[Begin TASK MATERIAL]
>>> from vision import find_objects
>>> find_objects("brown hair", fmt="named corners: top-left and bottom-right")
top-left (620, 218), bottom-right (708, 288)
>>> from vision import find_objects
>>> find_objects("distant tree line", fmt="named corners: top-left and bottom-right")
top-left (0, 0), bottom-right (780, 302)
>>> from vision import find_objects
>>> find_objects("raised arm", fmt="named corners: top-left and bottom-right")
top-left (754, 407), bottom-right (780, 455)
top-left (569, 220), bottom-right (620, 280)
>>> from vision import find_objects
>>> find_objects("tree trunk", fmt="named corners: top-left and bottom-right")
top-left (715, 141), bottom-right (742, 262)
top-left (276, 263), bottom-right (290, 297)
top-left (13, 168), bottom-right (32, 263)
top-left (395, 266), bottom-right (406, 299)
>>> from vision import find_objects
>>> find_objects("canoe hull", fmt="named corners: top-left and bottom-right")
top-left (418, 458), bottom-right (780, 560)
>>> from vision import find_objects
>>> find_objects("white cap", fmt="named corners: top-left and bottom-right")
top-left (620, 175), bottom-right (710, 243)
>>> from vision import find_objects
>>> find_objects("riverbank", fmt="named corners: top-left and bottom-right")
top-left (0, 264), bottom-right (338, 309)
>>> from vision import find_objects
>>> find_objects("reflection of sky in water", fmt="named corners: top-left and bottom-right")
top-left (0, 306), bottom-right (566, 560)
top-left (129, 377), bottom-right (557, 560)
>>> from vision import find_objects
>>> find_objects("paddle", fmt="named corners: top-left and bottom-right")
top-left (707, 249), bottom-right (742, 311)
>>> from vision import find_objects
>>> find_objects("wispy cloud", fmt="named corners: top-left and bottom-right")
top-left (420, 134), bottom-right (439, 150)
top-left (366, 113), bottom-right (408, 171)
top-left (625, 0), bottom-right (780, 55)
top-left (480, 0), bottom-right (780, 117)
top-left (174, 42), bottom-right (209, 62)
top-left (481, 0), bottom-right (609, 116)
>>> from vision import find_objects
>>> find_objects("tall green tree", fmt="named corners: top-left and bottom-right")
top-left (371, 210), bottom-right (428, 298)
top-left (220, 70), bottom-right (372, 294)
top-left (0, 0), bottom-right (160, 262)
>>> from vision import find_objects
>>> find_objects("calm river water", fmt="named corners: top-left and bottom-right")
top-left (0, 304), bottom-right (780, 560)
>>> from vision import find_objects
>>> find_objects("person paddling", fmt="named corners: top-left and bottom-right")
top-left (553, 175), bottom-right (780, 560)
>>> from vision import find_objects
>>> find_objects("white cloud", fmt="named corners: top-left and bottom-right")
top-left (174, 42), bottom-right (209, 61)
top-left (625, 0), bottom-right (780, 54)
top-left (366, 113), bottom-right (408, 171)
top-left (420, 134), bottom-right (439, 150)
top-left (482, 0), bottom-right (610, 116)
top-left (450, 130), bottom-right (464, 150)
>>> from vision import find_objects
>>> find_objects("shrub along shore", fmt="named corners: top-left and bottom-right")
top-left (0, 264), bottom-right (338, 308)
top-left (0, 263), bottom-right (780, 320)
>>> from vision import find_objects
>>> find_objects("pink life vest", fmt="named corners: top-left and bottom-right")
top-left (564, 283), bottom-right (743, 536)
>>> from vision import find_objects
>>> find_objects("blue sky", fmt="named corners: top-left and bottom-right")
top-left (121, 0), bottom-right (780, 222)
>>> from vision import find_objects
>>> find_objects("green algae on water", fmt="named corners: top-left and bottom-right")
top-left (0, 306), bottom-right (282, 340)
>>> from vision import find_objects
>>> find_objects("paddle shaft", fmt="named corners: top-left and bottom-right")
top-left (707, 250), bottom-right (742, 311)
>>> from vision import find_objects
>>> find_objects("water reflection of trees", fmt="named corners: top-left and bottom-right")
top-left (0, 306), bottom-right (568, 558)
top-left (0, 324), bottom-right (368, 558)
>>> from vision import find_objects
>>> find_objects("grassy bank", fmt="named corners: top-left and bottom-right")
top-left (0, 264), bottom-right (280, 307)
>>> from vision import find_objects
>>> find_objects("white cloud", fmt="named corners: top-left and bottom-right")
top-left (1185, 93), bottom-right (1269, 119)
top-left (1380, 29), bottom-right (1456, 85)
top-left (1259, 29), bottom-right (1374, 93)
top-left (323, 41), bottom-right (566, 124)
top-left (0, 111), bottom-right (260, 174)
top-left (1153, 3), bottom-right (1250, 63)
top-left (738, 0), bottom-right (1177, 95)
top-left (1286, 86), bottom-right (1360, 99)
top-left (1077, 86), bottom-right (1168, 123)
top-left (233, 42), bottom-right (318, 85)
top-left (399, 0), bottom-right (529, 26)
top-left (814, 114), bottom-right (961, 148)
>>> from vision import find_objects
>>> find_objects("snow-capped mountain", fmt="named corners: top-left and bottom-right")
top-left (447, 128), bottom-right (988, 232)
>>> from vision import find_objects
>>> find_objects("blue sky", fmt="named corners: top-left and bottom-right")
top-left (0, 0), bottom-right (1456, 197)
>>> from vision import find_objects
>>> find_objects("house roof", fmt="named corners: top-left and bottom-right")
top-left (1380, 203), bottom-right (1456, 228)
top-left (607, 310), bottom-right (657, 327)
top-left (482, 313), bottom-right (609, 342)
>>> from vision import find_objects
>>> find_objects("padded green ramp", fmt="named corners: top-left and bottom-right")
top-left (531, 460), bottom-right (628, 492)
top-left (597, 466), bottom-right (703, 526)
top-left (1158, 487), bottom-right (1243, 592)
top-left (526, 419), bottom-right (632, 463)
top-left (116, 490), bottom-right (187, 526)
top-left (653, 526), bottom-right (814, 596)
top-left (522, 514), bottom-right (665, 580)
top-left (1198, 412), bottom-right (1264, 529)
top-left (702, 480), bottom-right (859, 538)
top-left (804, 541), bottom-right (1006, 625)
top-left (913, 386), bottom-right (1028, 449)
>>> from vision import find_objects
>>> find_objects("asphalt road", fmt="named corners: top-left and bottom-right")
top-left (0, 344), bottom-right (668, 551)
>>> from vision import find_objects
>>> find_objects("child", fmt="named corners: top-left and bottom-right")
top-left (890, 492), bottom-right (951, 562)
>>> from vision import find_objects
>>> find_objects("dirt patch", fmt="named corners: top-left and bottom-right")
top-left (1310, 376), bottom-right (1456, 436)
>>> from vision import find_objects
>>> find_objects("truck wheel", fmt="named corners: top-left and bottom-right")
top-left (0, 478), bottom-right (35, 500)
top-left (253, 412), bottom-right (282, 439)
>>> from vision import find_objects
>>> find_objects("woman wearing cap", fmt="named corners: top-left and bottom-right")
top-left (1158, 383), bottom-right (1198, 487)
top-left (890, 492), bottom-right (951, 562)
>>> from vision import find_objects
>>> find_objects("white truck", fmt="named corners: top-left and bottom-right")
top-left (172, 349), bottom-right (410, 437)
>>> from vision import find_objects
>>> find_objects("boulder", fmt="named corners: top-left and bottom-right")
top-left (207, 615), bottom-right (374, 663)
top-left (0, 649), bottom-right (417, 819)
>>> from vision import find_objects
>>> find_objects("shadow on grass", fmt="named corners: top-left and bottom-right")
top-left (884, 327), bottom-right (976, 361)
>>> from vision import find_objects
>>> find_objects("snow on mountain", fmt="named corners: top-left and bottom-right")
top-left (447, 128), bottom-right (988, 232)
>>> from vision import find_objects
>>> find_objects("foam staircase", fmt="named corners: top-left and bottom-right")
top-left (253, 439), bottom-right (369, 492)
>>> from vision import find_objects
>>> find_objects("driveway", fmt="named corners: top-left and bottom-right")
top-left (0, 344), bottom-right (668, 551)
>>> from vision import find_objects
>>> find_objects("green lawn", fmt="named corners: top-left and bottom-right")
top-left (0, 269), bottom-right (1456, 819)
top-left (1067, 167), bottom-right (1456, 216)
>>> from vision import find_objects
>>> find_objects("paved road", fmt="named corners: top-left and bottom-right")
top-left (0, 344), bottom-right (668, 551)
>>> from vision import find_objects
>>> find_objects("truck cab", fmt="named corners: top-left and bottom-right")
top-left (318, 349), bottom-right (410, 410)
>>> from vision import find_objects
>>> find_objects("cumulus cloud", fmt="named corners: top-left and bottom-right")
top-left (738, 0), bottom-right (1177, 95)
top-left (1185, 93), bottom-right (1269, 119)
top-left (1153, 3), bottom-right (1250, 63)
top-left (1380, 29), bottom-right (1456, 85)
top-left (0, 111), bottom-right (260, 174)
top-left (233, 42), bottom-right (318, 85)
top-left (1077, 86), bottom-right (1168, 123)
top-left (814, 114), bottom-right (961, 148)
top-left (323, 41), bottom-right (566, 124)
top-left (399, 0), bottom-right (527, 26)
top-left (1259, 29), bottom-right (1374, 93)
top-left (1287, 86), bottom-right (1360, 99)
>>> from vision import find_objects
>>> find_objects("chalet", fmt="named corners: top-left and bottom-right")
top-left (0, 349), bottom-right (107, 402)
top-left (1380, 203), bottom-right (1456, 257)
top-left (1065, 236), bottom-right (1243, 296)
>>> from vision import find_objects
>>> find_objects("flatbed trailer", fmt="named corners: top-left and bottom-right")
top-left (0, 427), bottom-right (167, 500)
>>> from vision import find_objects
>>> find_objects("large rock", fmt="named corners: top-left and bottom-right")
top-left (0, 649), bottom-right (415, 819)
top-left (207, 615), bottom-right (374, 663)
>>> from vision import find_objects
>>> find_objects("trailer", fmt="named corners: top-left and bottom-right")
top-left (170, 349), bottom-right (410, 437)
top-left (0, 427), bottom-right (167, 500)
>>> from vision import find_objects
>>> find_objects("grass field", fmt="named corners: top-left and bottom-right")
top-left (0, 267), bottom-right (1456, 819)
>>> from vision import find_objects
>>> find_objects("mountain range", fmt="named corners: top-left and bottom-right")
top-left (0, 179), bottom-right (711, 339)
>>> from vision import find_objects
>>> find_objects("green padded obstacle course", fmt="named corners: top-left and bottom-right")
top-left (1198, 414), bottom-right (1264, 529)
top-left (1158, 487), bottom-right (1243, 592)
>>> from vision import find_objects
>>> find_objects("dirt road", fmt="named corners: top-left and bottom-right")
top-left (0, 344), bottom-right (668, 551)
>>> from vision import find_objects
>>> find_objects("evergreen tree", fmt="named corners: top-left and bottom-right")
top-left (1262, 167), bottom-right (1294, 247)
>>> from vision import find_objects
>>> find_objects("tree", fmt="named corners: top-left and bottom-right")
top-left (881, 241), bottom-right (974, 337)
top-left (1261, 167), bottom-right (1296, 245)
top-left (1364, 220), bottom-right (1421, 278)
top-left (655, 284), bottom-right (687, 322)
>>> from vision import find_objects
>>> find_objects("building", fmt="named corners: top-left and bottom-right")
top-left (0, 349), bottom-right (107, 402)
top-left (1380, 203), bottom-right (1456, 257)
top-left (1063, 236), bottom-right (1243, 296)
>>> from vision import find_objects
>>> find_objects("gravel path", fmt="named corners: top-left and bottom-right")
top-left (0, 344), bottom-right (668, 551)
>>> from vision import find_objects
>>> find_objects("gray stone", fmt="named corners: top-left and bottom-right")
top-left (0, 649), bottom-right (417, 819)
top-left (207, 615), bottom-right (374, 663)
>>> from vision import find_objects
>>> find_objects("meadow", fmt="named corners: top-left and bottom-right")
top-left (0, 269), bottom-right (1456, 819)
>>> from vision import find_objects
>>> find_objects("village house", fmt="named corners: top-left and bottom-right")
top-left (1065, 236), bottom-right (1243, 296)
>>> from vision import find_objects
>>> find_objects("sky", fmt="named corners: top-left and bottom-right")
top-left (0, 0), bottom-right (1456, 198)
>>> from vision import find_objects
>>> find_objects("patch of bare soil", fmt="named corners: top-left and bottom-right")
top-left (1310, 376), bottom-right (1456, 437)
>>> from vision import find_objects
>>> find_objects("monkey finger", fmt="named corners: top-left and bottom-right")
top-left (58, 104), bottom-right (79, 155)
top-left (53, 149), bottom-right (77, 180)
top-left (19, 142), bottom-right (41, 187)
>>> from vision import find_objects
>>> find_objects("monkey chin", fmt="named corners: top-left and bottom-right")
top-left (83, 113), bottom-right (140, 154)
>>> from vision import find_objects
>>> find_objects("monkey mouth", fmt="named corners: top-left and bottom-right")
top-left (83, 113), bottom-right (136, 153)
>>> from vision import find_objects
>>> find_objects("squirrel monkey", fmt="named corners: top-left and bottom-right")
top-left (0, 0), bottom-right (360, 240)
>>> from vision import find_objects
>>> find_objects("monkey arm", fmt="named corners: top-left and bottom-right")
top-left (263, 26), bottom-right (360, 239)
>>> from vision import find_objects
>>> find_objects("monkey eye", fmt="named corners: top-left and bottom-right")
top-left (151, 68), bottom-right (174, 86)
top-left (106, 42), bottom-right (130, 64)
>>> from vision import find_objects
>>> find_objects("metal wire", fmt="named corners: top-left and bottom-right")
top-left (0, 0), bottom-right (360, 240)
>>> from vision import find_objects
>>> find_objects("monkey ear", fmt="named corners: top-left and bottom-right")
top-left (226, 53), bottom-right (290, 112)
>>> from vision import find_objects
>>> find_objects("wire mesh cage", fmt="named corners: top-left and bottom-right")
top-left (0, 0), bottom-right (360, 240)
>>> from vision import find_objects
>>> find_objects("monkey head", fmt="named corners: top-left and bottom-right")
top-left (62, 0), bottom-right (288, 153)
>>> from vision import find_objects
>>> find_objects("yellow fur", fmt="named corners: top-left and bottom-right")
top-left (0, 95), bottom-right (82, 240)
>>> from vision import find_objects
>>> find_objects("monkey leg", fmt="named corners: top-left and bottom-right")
[End TASK MATERIAL]
■ **REQUIRED TASK**
Starting at the first line of the records, write out again every line through the one that contains "top-left (395, 266), bottom-right (406, 299)".

■ **SOLUTION FOR THIS EXERCISE**
>>> from vision import find_objects
>>> find_objects("brown hair", fmt="named corners: top-left and bottom-right")
top-left (620, 218), bottom-right (708, 288)
>>> from vision import find_objects
>>> find_objects("distant tree line", fmt="named corners: top-left and bottom-right")
top-left (0, 0), bottom-right (780, 302)
>>> from vision import find_objects
>>> find_objects("raised arm", fmt="named corners: top-left and bottom-right")
top-left (754, 407), bottom-right (780, 455)
top-left (569, 220), bottom-right (620, 280)
>>> from vision import find_objects
>>> find_objects("tree trunk", fmt="named corners: top-left and bottom-right")
top-left (715, 141), bottom-right (742, 262)
top-left (276, 263), bottom-right (290, 297)
top-left (13, 168), bottom-right (32, 263)
top-left (395, 266), bottom-right (406, 299)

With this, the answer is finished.